TASK BRIEF => Write the data below out again, exactly as each line reads.

Referring expression data =>
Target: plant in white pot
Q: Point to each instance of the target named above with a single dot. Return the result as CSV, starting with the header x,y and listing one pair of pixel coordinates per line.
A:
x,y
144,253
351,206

TASK RESULT =>
Target: plant in white pot
Q: Point to each instance of the target named above with a single dot. Return the result as CSV, starting with the header x,y and listing one pair of pixel coordinates per line.
A:
x,y
144,253
351,206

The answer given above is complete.